▶ What you need to do
Give the records again in full, exactly as written.
Start of Dataset records
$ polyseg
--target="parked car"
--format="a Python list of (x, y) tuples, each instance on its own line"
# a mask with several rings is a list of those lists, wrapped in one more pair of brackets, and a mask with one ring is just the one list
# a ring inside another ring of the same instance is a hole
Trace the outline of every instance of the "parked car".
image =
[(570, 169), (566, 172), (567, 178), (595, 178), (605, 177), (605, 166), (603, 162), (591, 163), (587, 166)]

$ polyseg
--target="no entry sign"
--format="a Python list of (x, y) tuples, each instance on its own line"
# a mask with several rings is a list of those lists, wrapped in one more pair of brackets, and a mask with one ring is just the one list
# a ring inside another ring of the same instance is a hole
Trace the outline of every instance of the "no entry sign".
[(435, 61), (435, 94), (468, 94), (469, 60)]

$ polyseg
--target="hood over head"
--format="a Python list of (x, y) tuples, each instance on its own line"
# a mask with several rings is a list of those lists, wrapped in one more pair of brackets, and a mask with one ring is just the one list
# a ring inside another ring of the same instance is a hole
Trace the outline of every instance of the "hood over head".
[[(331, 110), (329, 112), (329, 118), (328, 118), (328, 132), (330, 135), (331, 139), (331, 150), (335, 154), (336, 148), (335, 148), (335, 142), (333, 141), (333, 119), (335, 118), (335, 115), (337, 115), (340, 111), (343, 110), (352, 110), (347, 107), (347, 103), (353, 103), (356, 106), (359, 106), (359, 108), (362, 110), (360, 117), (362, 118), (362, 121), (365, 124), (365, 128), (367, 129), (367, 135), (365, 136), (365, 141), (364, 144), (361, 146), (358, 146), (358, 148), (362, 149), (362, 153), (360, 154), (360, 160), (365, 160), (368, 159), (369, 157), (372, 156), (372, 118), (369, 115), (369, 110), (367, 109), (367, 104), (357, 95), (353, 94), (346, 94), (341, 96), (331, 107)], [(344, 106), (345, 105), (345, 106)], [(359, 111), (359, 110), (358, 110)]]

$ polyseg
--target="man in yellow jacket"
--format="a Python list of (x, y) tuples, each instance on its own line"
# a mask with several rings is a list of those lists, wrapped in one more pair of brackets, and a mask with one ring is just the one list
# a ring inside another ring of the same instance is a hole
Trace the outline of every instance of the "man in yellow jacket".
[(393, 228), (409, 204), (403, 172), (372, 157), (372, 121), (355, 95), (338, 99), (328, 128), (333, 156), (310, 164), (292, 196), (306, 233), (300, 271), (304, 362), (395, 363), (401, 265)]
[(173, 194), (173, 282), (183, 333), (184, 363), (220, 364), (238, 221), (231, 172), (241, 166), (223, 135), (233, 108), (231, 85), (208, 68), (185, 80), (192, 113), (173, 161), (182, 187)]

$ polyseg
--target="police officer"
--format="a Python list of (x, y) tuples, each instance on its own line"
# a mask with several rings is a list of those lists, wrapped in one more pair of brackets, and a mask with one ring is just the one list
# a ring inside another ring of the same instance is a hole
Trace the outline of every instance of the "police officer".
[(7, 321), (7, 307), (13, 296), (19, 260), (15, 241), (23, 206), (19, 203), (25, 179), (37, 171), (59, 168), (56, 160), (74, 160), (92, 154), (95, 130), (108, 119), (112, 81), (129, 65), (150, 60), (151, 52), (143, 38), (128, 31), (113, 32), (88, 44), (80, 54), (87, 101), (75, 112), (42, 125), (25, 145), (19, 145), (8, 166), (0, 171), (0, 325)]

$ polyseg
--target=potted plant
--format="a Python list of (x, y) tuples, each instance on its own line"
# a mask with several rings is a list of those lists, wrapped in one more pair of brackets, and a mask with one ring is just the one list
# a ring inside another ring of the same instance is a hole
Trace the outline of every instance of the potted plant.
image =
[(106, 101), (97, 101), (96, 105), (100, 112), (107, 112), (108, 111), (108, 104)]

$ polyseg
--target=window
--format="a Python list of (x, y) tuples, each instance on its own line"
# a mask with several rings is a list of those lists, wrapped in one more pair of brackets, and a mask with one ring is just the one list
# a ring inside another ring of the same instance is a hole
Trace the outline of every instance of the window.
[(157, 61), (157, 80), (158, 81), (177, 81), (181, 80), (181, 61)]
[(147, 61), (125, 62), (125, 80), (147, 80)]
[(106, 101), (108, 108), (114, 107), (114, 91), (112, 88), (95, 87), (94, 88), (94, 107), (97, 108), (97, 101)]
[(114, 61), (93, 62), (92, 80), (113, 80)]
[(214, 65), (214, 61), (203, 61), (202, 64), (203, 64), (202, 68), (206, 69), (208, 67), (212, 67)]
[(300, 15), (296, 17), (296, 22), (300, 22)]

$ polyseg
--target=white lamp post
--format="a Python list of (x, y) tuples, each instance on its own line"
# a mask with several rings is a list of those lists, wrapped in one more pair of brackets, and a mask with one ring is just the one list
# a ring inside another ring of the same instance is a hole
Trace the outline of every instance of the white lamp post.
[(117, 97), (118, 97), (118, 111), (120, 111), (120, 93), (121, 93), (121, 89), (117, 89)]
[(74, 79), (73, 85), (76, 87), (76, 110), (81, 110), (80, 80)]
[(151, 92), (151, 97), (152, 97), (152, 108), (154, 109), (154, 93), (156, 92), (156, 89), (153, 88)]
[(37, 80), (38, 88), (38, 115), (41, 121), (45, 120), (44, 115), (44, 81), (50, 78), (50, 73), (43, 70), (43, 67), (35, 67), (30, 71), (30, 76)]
End of Dataset records
▶ Response for this exercise
$ polyseg
--target="parked car"
--format="a Python list of (x, y) tuples, each instance on its own line"
# a mask with several rings is a list of those lists, wrapped in one more pair of brackets, and a mask with one ring is just the one list
# a ring inside another ring of the same instance is a hole
Trace the outline of every instance of the "parked car".
image =
[(570, 169), (566, 172), (567, 178), (595, 178), (605, 177), (605, 166), (603, 162), (591, 163), (587, 166)]

$ polyseg
--target="no entry sign"
--format="a Python list of (x, y) tuples, each instance on its own line"
# a mask with several rings is a list of those lists, wrapped in one more pair of brackets, and a mask with one ring is just the one list
# a ring inside another ring of the same instance is a hole
Trace the outline of every instance of the "no entry sign".
[(435, 61), (435, 94), (468, 94), (469, 60)]

$ polyseg
--target="hood over head"
--format="a Python list of (x, y) tuples, each instance on its own line"
# a mask with several rings is a list of those lists, wrapped in one more pair of brackets, and a mask with one ring is just the one list
# a ring inside another ring of the same instance is a hole
Trace the outline of every instance of the "hood over head".
[[(331, 110), (329, 112), (329, 118), (328, 118), (328, 132), (330, 135), (331, 139), (331, 150), (335, 154), (336, 148), (335, 148), (335, 142), (333, 141), (333, 119), (335, 118), (335, 115), (337, 115), (340, 111), (343, 110), (352, 110), (347, 107), (347, 103), (353, 103), (356, 106), (359, 106), (359, 108), (362, 110), (360, 117), (362, 118), (362, 121), (365, 124), (365, 128), (367, 129), (367, 135), (365, 136), (365, 141), (364, 144), (361, 146), (358, 146), (358, 148), (362, 149), (362, 153), (360, 154), (360, 160), (365, 160), (368, 159), (369, 157), (372, 156), (372, 118), (369, 115), (369, 110), (367, 109), (367, 104), (357, 95), (353, 94), (346, 94), (341, 96), (331, 107)], [(344, 106), (345, 105), (345, 106)], [(359, 111), (359, 110), (358, 110)]]

$ polyseg
--target="man in yellow jacket"
--format="a Python list of (x, y) tuples, each instance on its own line"
# a mask with several rings is a list of those lists, wrapped in one more pair of brackets, and a mask with one ring is just the one list
# a ring inside another ring of the same instance is a hole
Trace the outline of every instance of the "man in yellow jacket".
[(393, 228), (409, 204), (403, 172), (372, 157), (372, 121), (355, 95), (338, 99), (328, 128), (333, 156), (310, 164), (292, 196), (306, 233), (300, 271), (304, 362), (395, 363), (401, 265)]
[(173, 194), (173, 282), (183, 333), (184, 363), (220, 364), (238, 221), (231, 172), (241, 166), (223, 135), (233, 108), (231, 85), (208, 68), (185, 80), (192, 113), (173, 161), (182, 187)]

$ polyseg
--target="police officer"
--format="a Python list of (x, y) tuples, each instance on its own line"
# a mask with several rings is a list of those lists, wrapped in one more pair of brackets, and a mask with one ring is just the one list
# a ring inside another ring of the same instance is a hole
Trace the outline of every instance of the "police officer".
[(7, 321), (7, 307), (13, 296), (19, 260), (15, 241), (23, 206), (19, 203), (25, 179), (37, 171), (59, 168), (56, 160), (74, 160), (92, 154), (95, 130), (108, 119), (112, 81), (129, 65), (150, 60), (151, 52), (143, 38), (128, 31), (113, 32), (88, 44), (80, 54), (87, 101), (75, 112), (42, 125), (25, 145), (19, 145), (8, 166), (0, 171), (0, 325)]

$ polyseg
--target=potted plant
--format="a Python list of (x, y) tuples, each instance on its own line"
# a mask with several rings is a list of those lists, wrapped in one more pair of brackets, and a mask with one ring is just the one list
# a ring inside another ring of the same instance is a hole
Trace the outline of every instance of the potted plant.
image =
[(106, 101), (97, 101), (96, 105), (100, 112), (107, 112), (108, 111), (108, 104)]

$ polyseg
--target=window
--format="a Python list of (x, y) tuples, each instance on its own line"
# a mask with several rings is a list of those lists, wrapped in one more pair of brackets, and a mask with one ring is just the one list
# a ring inside another ring of the same instance is a hole
Trace the outline of every instance of the window.
[(157, 61), (157, 80), (158, 81), (177, 81), (181, 80), (181, 61)]
[(147, 61), (125, 62), (125, 80), (147, 80)]
[(106, 101), (108, 108), (114, 107), (114, 91), (112, 88), (95, 87), (94, 88), (94, 107), (97, 108), (97, 101)]
[(114, 61), (93, 62), (92, 80), (113, 80)]
[(214, 65), (214, 61), (203, 61), (202, 64), (203, 64), (202, 68), (206, 69), (208, 67), (212, 67)]
[(300, 15), (296, 17), (296, 22), (300, 22)]

$ polyseg
--target=white lamp post
--format="a Python list of (x, y) tuples, each instance on its own line"
# a mask with several rings is a list of those lists, wrapped in one more pair of brackets, and a mask with one ring is just the one list
# a ring inside another ring of the same instance is a hole
Trace the outline of every instance of the white lamp post.
[(117, 97), (118, 97), (118, 111), (120, 111), (120, 93), (121, 93), (121, 89), (117, 89)]
[(74, 79), (73, 85), (76, 87), (76, 110), (81, 110), (80, 80)]
[(151, 92), (151, 97), (152, 97), (152, 108), (154, 109), (154, 93), (156, 92), (156, 89), (153, 88)]
[(37, 80), (38, 88), (38, 115), (41, 121), (45, 120), (44, 115), (44, 81), (50, 78), (50, 73), (43, 70), (43, 67), (35, 67), (30, 71), (30, 76)]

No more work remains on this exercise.